» **WHAT IS NEEDED**
Lay out as a numbered list the lines of the listing that start with the line containing "Task: point out the grassy" and run through the line containing "[[98, 103]]", both included. Leave out any blank lines.
··· EXERCISE INPUTS
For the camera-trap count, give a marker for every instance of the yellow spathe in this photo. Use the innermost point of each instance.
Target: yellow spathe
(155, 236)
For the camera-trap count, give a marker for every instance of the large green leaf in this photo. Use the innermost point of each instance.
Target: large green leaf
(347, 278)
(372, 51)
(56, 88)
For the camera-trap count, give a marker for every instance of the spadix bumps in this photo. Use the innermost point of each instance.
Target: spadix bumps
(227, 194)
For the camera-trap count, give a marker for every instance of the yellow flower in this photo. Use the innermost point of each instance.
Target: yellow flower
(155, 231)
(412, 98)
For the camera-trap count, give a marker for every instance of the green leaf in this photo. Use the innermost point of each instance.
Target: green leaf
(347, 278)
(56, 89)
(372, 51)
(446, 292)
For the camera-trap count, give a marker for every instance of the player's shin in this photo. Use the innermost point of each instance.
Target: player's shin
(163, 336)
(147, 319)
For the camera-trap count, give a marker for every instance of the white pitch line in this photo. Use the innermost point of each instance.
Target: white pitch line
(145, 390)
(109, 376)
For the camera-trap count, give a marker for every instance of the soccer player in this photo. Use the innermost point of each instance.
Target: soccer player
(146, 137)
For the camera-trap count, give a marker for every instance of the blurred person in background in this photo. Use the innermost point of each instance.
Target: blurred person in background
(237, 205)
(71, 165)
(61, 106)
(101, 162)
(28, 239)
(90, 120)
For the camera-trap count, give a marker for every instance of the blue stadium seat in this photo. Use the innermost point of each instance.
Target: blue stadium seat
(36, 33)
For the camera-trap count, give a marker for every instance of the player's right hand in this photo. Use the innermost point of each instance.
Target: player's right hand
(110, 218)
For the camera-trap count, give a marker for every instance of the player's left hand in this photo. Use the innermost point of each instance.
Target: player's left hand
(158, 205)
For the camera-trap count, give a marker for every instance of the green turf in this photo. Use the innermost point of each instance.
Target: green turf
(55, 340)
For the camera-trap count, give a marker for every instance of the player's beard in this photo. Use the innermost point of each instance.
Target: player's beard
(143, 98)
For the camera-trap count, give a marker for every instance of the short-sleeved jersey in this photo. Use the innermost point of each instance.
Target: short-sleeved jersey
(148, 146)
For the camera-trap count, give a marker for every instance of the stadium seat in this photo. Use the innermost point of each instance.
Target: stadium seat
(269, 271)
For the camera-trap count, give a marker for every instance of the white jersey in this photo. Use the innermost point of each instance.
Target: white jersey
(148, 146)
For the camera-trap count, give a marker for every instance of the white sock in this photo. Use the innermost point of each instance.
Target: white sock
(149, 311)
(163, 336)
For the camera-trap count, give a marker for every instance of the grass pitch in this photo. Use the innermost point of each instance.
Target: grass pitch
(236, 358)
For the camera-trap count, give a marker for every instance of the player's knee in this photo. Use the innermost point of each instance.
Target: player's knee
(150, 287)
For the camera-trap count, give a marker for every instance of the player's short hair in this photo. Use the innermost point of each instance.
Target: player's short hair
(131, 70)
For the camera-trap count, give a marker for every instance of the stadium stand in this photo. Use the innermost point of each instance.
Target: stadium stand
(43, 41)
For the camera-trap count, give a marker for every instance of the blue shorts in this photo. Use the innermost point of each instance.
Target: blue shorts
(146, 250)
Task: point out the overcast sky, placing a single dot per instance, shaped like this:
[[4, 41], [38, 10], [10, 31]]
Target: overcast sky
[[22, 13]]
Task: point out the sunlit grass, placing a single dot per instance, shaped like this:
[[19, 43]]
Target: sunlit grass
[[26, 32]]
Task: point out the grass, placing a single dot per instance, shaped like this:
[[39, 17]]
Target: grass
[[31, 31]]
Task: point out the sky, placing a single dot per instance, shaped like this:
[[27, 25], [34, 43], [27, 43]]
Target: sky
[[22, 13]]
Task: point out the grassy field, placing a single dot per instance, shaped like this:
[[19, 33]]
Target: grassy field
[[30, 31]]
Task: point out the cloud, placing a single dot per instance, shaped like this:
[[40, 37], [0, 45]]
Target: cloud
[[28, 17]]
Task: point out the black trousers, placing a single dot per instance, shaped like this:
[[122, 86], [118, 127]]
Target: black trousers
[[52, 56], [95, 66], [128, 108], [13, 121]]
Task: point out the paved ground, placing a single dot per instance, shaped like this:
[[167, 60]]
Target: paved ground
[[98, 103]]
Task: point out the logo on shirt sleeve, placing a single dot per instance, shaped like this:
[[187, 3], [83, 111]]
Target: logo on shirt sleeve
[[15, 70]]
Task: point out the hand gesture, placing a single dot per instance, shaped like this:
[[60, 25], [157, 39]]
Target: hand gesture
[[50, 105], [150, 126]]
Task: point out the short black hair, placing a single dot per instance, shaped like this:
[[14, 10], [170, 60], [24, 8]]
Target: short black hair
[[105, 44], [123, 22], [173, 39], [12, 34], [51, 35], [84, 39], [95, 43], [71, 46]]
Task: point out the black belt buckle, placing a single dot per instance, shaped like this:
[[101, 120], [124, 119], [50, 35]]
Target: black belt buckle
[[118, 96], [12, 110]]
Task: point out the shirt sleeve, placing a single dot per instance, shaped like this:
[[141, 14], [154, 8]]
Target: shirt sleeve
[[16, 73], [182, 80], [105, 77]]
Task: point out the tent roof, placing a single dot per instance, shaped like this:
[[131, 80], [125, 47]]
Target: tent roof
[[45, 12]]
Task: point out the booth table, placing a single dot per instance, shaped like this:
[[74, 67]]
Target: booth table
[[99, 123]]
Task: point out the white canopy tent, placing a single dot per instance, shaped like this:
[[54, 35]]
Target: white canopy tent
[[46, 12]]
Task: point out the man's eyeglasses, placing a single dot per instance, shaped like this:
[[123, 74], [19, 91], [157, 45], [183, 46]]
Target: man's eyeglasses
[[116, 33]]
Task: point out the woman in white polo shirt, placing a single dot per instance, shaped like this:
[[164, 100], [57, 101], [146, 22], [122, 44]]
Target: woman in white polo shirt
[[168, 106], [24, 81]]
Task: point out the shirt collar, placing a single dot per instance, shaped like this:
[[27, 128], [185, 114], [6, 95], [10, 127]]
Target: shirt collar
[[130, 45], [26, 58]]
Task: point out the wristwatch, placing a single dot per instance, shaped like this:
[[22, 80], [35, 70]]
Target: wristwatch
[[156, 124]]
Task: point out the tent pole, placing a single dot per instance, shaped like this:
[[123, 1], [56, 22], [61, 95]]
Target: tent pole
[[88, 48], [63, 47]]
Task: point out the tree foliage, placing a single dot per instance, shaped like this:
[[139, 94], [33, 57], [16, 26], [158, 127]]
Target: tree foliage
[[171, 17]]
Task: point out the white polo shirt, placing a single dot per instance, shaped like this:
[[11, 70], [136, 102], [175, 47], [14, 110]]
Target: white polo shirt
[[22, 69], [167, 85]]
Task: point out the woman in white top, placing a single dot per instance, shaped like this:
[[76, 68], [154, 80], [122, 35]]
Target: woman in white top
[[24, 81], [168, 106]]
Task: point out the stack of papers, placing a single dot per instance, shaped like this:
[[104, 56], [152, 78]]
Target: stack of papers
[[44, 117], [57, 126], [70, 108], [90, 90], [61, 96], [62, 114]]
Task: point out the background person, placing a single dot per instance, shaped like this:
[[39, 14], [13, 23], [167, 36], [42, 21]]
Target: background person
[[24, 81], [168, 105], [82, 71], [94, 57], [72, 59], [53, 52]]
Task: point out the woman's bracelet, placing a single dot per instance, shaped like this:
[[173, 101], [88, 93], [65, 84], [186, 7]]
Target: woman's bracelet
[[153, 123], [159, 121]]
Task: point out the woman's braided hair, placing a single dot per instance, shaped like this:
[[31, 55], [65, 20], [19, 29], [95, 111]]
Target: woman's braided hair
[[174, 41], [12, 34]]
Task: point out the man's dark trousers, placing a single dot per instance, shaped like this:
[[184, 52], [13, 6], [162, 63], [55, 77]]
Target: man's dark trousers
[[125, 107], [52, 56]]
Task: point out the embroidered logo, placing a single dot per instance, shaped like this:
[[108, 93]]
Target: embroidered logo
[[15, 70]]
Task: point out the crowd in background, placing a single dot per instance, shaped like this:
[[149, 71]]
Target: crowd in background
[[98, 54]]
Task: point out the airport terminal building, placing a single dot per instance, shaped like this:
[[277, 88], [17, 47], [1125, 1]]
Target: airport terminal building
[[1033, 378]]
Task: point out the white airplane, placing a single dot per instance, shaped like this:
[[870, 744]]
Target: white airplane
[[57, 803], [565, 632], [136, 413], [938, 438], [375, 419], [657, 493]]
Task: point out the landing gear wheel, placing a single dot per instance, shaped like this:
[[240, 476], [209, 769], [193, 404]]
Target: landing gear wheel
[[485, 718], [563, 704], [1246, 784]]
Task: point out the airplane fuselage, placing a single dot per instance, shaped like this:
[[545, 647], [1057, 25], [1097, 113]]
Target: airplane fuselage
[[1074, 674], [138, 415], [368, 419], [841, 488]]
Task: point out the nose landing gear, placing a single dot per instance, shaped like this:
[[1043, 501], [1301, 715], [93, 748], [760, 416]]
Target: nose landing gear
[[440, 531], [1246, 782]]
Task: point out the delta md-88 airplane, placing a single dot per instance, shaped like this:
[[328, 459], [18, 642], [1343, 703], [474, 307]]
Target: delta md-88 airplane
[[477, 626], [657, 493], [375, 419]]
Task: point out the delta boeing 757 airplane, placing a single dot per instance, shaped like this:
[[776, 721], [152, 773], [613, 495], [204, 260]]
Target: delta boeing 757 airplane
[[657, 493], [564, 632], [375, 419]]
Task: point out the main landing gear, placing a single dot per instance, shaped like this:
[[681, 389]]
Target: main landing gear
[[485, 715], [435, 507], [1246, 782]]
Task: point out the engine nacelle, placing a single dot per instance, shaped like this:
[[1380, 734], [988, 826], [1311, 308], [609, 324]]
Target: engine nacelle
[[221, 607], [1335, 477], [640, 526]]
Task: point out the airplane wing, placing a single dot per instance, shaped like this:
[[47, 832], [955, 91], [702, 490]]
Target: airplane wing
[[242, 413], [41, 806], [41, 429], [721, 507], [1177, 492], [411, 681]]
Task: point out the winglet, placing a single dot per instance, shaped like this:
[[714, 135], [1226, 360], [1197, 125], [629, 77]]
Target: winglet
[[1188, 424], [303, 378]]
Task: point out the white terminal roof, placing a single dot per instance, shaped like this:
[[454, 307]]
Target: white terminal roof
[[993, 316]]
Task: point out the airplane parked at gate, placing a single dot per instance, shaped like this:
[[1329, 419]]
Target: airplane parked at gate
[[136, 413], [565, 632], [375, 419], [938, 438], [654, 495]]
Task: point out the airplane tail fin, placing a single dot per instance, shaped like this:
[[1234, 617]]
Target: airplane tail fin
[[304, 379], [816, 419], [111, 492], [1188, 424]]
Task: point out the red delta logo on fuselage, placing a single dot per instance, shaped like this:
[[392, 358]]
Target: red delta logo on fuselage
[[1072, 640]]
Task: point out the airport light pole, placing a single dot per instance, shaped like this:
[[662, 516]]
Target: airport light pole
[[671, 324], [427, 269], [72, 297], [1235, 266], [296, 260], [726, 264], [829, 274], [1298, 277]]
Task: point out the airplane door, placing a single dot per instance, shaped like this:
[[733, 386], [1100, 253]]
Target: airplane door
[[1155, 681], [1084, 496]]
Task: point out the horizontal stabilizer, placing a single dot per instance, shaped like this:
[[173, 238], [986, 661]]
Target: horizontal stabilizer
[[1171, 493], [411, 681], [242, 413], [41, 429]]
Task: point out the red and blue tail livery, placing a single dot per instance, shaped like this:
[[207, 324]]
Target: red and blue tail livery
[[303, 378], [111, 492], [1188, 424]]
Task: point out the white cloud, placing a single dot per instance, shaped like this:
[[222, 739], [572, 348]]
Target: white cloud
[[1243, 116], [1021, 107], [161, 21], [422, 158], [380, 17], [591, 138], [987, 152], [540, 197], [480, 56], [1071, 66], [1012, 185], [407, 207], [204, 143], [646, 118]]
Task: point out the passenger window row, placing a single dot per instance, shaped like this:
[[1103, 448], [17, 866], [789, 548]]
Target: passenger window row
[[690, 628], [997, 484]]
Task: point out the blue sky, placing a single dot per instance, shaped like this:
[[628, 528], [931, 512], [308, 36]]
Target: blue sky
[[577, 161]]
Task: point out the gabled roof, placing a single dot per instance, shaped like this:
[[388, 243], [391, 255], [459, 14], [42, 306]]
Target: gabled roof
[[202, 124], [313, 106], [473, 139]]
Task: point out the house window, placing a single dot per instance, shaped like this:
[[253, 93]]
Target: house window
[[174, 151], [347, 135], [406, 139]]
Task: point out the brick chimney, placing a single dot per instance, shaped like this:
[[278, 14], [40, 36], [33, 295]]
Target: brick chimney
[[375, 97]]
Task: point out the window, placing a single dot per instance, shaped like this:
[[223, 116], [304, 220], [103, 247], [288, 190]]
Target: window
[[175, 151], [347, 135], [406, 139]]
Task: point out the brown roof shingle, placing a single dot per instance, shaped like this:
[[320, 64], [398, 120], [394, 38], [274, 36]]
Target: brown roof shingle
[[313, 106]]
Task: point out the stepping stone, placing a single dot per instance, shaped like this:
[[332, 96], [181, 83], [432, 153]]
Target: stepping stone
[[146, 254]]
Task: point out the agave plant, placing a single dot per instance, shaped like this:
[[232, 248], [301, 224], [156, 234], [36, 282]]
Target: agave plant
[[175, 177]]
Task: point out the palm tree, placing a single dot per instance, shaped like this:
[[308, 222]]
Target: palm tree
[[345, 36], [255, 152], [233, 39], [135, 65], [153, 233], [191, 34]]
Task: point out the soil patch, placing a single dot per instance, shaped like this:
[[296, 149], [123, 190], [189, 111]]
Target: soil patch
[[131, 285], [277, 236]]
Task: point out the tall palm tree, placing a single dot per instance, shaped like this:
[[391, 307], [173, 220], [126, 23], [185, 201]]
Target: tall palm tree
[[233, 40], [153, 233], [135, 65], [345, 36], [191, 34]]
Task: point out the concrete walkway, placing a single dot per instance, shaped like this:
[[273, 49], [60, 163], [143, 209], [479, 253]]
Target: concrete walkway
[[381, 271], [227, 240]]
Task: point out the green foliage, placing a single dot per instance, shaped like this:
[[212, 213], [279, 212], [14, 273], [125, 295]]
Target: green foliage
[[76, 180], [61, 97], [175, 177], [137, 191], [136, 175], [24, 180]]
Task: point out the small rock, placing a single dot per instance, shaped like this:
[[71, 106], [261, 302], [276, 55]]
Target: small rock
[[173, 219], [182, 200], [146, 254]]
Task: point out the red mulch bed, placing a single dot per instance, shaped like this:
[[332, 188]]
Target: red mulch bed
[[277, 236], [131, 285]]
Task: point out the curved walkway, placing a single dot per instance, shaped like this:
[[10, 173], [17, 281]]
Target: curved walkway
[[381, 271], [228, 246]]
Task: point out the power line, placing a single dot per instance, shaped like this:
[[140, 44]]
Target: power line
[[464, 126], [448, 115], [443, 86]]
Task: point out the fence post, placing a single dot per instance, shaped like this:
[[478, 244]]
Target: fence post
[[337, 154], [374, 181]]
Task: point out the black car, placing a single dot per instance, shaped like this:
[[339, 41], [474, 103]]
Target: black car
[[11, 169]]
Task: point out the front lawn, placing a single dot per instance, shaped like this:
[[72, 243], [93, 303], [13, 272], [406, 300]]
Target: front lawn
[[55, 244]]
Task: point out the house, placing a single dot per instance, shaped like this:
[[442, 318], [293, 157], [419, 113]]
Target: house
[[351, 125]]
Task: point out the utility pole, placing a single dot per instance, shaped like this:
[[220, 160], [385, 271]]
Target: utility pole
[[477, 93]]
······
» **RESULT BELOW**
1. Task: point out the grassy field, placing a single dot per instance, shaped like this:
2. [[19, 33]]
3. Target: grassy field
4. [[30, 31]]
5. Task: point out the cloud, placing a single dot per instance, shaped like this:
6. [[40, 37], [0, 45]]
7. Target: cloud
8. [[28, 17]]
9. Task: point out the black trousers, placing a single dot per instance, shaped like this:
10. [[122, 86], [118, 127]]
11. Target: black trousers
12. [[52, 56], [95, 66], [128, 108], [13, 121]]
13. Task: point out the paved ground, placing a single dot per instance, shaped like this:
14. [[167, 60]]
15. Target: paved ground
16. [[98, 103]]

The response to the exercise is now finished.